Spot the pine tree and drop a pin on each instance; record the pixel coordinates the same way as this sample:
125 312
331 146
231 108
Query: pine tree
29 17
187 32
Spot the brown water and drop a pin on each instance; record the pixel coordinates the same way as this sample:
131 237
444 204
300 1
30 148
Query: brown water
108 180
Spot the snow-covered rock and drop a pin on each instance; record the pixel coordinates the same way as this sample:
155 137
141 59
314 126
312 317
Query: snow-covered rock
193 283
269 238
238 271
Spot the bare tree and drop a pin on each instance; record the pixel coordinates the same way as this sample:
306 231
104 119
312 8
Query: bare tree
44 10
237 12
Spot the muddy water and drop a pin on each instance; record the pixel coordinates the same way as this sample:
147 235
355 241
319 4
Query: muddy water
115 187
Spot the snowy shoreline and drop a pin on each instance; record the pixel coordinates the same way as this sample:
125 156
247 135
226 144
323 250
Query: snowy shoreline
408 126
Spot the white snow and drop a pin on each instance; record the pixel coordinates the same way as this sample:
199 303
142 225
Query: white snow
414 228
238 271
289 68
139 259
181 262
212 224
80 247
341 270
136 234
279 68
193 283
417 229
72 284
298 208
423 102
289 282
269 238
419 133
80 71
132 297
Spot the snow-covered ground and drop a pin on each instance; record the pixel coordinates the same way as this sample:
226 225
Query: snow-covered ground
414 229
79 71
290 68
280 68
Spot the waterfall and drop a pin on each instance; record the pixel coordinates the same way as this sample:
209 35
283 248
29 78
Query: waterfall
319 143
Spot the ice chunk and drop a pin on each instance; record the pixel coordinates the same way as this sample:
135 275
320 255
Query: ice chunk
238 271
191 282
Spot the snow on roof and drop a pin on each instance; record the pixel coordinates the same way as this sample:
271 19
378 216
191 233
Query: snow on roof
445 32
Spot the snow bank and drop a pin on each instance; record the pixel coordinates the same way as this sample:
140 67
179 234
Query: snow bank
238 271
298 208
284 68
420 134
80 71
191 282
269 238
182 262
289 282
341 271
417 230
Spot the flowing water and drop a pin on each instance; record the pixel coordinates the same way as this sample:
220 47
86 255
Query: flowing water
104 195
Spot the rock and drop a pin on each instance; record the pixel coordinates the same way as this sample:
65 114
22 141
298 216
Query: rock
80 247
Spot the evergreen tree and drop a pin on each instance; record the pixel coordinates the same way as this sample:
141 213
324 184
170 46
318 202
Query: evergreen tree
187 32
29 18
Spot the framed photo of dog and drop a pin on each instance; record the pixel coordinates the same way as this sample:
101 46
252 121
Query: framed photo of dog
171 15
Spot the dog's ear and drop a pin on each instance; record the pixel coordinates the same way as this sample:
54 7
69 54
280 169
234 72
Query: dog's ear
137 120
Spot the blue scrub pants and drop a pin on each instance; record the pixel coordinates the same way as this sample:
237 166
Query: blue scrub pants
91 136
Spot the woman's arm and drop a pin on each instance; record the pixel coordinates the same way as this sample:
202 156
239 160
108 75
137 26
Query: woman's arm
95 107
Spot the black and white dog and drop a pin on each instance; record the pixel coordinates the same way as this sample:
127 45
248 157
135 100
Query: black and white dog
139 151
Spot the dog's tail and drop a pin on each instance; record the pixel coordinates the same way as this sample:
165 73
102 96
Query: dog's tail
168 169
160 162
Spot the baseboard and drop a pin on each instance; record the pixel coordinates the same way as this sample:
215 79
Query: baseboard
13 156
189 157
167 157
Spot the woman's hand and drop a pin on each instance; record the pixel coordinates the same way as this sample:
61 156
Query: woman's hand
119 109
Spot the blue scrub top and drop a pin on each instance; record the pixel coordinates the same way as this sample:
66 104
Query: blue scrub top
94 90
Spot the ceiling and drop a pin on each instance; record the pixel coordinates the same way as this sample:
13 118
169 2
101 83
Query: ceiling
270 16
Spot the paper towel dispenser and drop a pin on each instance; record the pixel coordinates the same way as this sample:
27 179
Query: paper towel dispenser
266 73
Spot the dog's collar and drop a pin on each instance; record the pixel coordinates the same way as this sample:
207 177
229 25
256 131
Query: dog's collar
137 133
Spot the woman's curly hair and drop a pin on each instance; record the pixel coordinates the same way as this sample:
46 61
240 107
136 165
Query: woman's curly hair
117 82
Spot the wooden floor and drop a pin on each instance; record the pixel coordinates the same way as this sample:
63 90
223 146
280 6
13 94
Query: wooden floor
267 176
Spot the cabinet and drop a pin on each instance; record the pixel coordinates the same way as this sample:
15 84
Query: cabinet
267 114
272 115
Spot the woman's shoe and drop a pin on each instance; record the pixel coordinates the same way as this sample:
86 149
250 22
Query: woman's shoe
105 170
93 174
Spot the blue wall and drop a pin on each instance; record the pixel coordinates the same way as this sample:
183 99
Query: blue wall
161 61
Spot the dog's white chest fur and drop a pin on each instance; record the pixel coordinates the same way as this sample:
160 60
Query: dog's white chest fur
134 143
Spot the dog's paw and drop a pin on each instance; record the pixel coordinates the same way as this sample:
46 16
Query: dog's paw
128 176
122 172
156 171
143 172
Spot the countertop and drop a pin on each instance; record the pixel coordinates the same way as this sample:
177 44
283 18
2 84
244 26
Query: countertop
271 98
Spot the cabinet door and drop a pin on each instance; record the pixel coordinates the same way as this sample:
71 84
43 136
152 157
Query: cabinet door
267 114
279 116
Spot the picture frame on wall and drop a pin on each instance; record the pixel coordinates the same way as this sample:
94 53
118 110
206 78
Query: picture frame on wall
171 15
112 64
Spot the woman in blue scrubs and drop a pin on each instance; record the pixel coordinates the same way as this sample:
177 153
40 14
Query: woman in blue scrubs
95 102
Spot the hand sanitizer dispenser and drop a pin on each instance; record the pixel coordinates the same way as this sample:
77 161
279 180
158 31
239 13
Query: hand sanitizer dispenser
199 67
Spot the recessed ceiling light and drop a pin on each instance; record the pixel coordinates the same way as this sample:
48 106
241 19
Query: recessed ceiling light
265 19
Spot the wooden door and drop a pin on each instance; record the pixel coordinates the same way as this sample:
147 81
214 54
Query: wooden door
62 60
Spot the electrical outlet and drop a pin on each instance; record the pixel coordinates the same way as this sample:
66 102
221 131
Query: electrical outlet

WHAT NEEDS TO BE DONE –
Reproduce each record exactly, leaving nothing out.

COMPLETED TASK –
Spot the pine tree and drop a pin on each instance; record the pixel coordinates the same way as this sample:
125 312
331 146
231 108
Query: pine tree
29 17
187 32
Spot the brown water and drop a pin on each instance; record the pixel coordinates the same way as this sample:
131 237
444 204
300 1
30 148
Query: brown water
108 180
Spot the snow-covered rock and drop a pin on each instance; record the pixel coordinates the same way as this sample:
155 137
141 59
314 126
312 317
Query: snow-covered rock
193 283
269 238
238 271
Spot the bare tree and drop a pin on each instance; record the pixel coordinates the same way as this sample:
306 231
104 119
312 8
Query: bare tree
44 10
237 12
Spot the muddy water and drop a pin on each instance; record the pixel coordinates the same way as this sample:
147 235
355 241
319 4
Query: muddy water
115 187
Spot the snowy shoreline and drop a pin on each instance; record the pixel coordinates the same way as this sample:
125 156
247 135
226 144
323 250
Query: snowy shoreline
408 126
Spot the white snow and drop a pin on each instance; record the pixel coordinates the same way as this sample:
199 303
142 225
Query: white snow
414 228
238 271
289 68
139 259
181 262
212 224
80 247
341 270
136 234
279 68
193 283
417 229
72 284
298 208
423 102
289 282
269 238
419 133
80 71
132 297
Spot the snow-covered ground and drop a pin on each instance; record the pixel coordinates the same way as this sample:
226 225
Query: snow-covered ground
414 229
79 71
290 68
280 68
Spot the waterfall and drop a pin on each instance; record the pixel coordinates the same way as this sample:
209 35
283 248
29 78
Query: waterfall
319 143
Spot the ice chunk and drop a pin on each instance; record the pixel coordinates the same way as this sample:
135 275
320 255
Query: ice chunk
238 271
191 282
Spot the snow on roof and drop a pin on each instance; record the pixel coordinates the same way as this sample:
271 19
378 216
191 233
Query: snow on roof
445 32
Spot the snow bank and drop a pin on each instance; record the pixel coordinates the same way as this sample:
140 67
179 234
Query: snow bank
238 271
298 208
284 68
420 134
80 71
191 282
269 238
182 262
289 282
341 271
417 230
Spot the flowing water and drop a pin on each instance; record the pixel coordinates the same way as this sample:
220 47
86 255
Query: flowing water
104 195
Spot the rock and drop a pin on each instance; record the pixel coordinates the same way as this sample:
65 114
22 141
298 216
Query: rock
80 247
Spot the evergreen tree and drop a pin on each instance; record the pixel coordinates the same way as this sample:
141 213
324 184
170 46
318 202
Query: evergreen tree
187 32
29 18
Spot the framed photo of dog and drop a pin on each instance; record the pixel coordinates the same way as this sample:
101 46
252 121
Query: framed photo of dog
171 15
Spot the dog's ear and drop a pin on each instance; record the pixel coordinates the same way as this sample:
54 7
69 54
280 169
234 72
Query: dog's ear
137 120
Spot the blue scrub pants and drop a pin on each instance; record the pixel coordinates the same way as this sample:
237 166
Query: blue scrub pants
91 136
Spot the woman's arm and drop a pin on each instance; record the pixel coordinates the same way as this sample:
202 156
239 160
108 75
137 26
Query: woman's arm
95 107
Spot the black and white dog and drop a pin on each instance; record the pixel coordinates the same way as this sample:
127 45
248 157
135 100
Query: black and white dog
139 151
Spot the dog's tail and drop a pin on each instance; record the pixel coordinates the same way as this sample:
165 73
102 96
Query: dog's tail
168 169
160 162
Spot the baseboard and drop a pin on each instance; record the pixel coordinates the same way as this sample:
215 79
Query: baseboard
13 156
189 157
167 157
Spot the woman's hand and drop a pin on each instance; record the pixel coordinates the same way as this sample:
61 156
Query: woman's hand
119 109
Spot the blue scrub top and drop a pin on each instance; record the pixel coordinates the same way as this sample:
66 104
Query: blue scrub top
94 90
Spot the ceiling and drop a pin on each instance; record the pixel coordinates the same way as this sample:
13 118
169 2
101 83
Query: ceiling
270 16
Spot the paper towel dispenser and drop a pin on each instance; record the pixel coordinates the same way as this sample:
27 179
Query: paper towel dispenser
266 73
Spot the dog's collar and drop a pin on each instance; record the pixel coordinates the same way as this sample:
207 177
229 25
256 131
Query: dog's collar
137 133
Spot the woman's curly hair and drop a pin on each instance; record the pixel coordinates the same way as this sample:
46 61
240 107
136 165
Query: woman's curly hair
117 82
Spot the wooden floor and drop a pin on each instance; record the pixel coordinates the same way as this sample:
63 90
223 146
280 6
13 94
Query: wooden floor
267 176
Spot the cabinet and drop a pin on each instance; record the pixel coordinates the same way as this sample:
15 84
Query: cabinet
267 114
272 115
Spot the woman's shoe and drop a pin on each instance; record the pixel coordinates the same way as this sample:
86 149
250 22
Query: woman's shoe
105 170
93 174
Spot the blue wall and drop a pin on each instance; record the pixel coordinates the same way as this sample:
183 99
Query: blue wall
161 61
Spot the dog's white chest fur and drop a pin on each instance; record the pixel coordinates the same way as this sample:
160 60
Query: dog's white chest fur
134 143
Spot the dog's paw and drop a pin on each instance; record the pixel coordinates the same way as this sample:
46 16
Query: dog's paw
128 176
122 172
156 171
143 172
Spot the countertop and drop a pin on each instance; record the pixel coordinates the same way as this sample:
177 44
283 18
2 84
244 26
Query: countertop
271 98
Spot the cabinet door and drop a pin on each instance; record the pixel coordinates the same way as this sample:
71 84
43 136
152 157
Query: cabinet door
267 114
279 116
Spot the picture frame on wall and drop a pin on each instance; record the pixel coordinates the same way as this sample:
94 53
118 110
206 78
Query: picture frame on wall
171 15
112 64
Spot the woman in blue scrubs and drop a pin on each instance; record the pixel coordinates the same way as this sample:
177 153
40 14
Query: woman in blue scrubs
95 102
Spot the hand sanitizer dispenser and drop a pin on each instance; record the pixel coordinates the same way as this sample:
77 161
279 180
158 31
239 13
Query: hand sanitizer dispenser
199 67
Spot the recessed ceiling light and drop a pin on each instance; record the pixel coordinates the same way as this sample:
48 106
241 19
Query: recessed ceiling light
265 19
Spot the wooden door and drop a pin on each instance; record the pixel coordinates the same way as this sample:
147 81
214 54
Query: wooden door
62 60
Spot the electrical outlet and drop a pin on each instance; record the pixel coordinates the same way as this sample:
66 102
221 131
Query: electrical outlet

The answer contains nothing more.